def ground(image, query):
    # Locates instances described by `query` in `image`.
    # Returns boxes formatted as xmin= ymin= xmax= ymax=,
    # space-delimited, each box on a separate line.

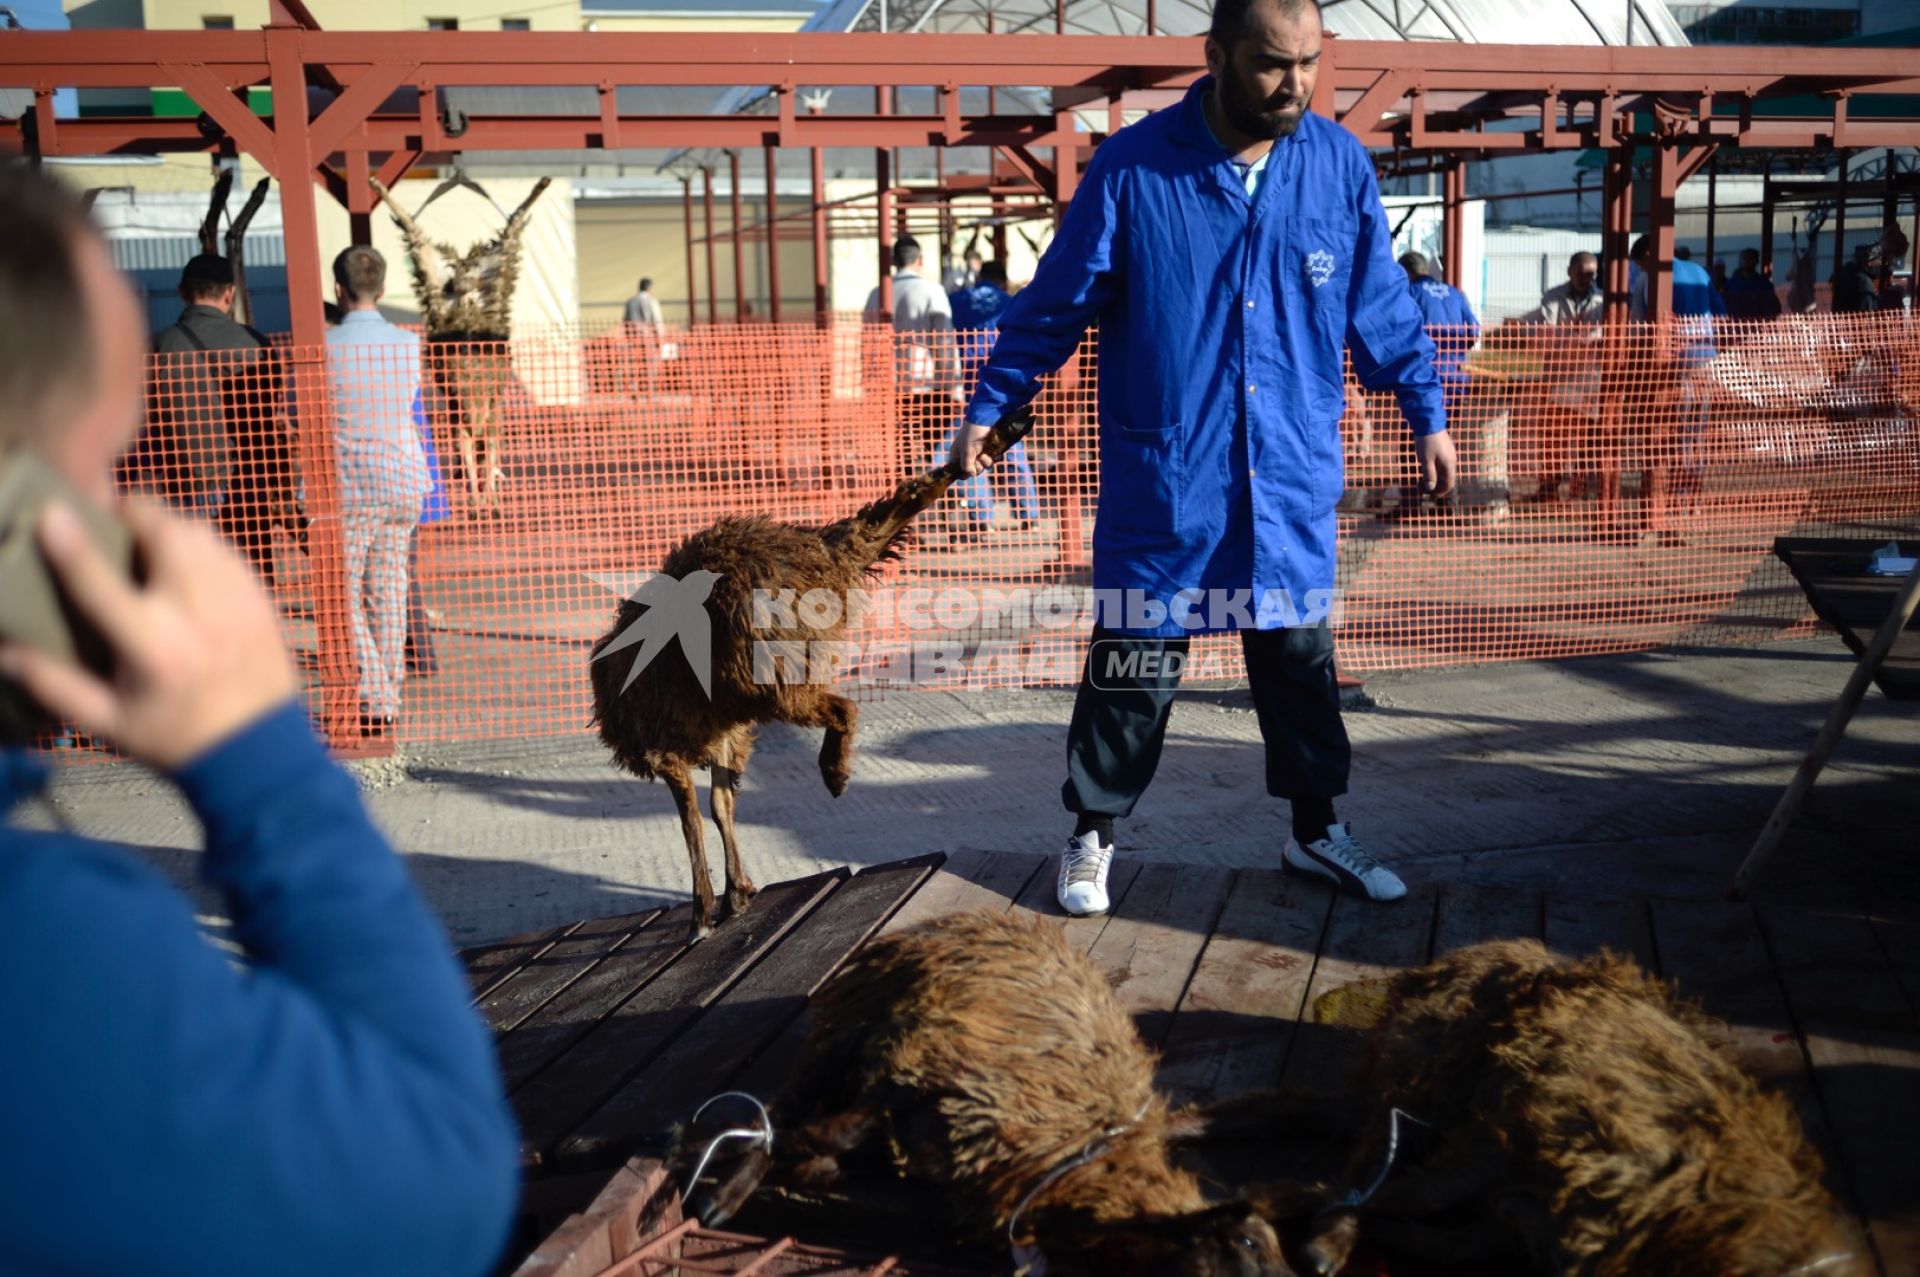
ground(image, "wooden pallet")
xmin=468 ymin=852 xmax=1920 ymax=1277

> _What the task asks_
Checking the material above line by line, count those that include the string "query". Give the number alone.

> _Exercise answer_
2